─── TASK INPUTS ───

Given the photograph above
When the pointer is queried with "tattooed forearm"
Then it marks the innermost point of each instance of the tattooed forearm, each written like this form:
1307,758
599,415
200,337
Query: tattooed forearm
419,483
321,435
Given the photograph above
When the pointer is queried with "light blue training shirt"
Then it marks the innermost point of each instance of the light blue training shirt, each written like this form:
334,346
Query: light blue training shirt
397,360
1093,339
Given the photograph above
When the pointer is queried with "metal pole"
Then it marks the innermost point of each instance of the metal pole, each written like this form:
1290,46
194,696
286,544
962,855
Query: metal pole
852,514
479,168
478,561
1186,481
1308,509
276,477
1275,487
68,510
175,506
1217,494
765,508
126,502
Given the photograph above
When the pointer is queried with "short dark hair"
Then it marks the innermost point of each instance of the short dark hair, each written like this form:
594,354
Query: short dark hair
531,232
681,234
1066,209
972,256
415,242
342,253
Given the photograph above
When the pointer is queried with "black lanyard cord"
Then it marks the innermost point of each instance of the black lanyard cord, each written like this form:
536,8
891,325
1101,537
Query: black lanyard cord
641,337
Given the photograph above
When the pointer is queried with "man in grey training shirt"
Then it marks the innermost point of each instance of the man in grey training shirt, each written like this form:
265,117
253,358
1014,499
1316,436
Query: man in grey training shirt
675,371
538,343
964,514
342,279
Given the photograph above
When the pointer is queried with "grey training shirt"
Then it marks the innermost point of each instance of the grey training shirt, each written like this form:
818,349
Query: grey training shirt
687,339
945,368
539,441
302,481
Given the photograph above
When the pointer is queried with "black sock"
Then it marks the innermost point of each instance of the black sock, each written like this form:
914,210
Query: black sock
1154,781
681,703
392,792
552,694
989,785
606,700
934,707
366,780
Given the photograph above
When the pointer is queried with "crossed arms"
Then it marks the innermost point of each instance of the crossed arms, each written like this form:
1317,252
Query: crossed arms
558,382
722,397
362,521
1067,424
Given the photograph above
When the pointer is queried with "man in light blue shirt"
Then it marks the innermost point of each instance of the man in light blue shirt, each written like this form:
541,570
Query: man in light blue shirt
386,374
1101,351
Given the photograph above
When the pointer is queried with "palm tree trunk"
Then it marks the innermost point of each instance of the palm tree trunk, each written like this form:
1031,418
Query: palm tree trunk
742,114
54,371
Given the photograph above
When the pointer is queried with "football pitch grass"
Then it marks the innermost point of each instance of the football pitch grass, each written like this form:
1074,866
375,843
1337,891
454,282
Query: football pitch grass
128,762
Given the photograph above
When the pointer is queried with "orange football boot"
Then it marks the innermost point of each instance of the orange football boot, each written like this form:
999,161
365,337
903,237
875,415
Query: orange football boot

───

• _ACTION ITEM_: Nothing may be left out. Copy each line of the listing exactly.

• _WRITTEN RESPONSE_:
Given the photograph above
When the pointer is queried with "tattooed forearm"
Then it marks the innermost point of each instance of the tattooed forearm, each written like this form:
1307,758
599,415
200,337
Query: tattooed forearm
419,483
321,435
Given the photograph above
When the pointer is queried with "light blue training shirt"
Then it marks the innermost point of each instance of the light blue training shirt, each written like this form:
334,346
Query: light blue training shirt
397,360
1093,339
Given the photograph above
When the pointer is queried with "metal pole"
Then it marks the innermost point of each instance of the metal pole, each written like this form:
1290,46
194,696
286,544
962,855
Query: metal pole
852,514
479,168
478,561
1186,481
1308,509
276,477
1275,487
68,510
175,506
1217,494
765,508
126,502
Given the photograph above
When the pointer is queried with "short dark hair"
Then it marks the innermost point of each instance of the short dark hair, each written like this form:
594,354
Query: short dark hair
531,232
681,234
1066,209
972,256
415,242
342,253
Given the photograph above
When the pointer is queried with "black lanyard cord"
Then it marks the innermost point of each instance of the black lanyard cord, each written like this form:
536,8
891,325
1101,537
Query: black lanyard cord
641,337
Given the photograph above
When the pointer is queried with "man in grey training shirt"
Then it marks the innermost point of each instance of the man in grey training shirt, each written like this form:
265,117
253,358
1014,499
1316,436
Query: man in grey training shirt
675,371
538,343
964,514
342,279
Given the photograph above
When the pointer is queried with "grey training shirt"
Then it marks the innermost point of each instance of the grey training shirt, each written like this form:
818,349
Query: grey training shirt
687,339
945,368
539,441
302,481
Given the photograph above
When the pointer is queried with "black sock"
Then it marks the innermost point of each instance of the black sock, each written like this form:
914,210
Query: black sock
1154,781
681,703
392,792
552,694
989,785
606,700
934,707
366,780
Given the photograph above
When the pointer is queried with "crossed arms"
Then it marks the innermost point of each instance of the crossed arms, each written like this form:
1317,252
Query: crossed arms
558,382
722,397
362,521
1067,424
Given the photograph above
When the pointer is queried with "man in light blue shirt"
Then it marks the innermost point of each instance of the man in light blue shirt, each written like this form:
541,570
Query: man in light blue shirt
386,374
1101,351
Given the photograph above
When the pointer is queried with "palm tree trunk"
Then it marks the innermost point of each instance of the palm tree trunk, each written like this form:
1031,418
Query: palm tree trunk
742,114
54,371
Given the photograph above
When the pointer is queried with "football pitch grass"
Then it marks the innermost point of each instance of the football pitch grass, each written like this form:
1074,866
375,843
1337,891
454,282
Query: football pitch grass
128,762
Given the photograph above
When the pointer is queried with "orange football boot"
Then it marks the innermost point of each instance of the orange football boot, each written like this form:
999,161
365,337
903,237
875,415
Query: orange football boot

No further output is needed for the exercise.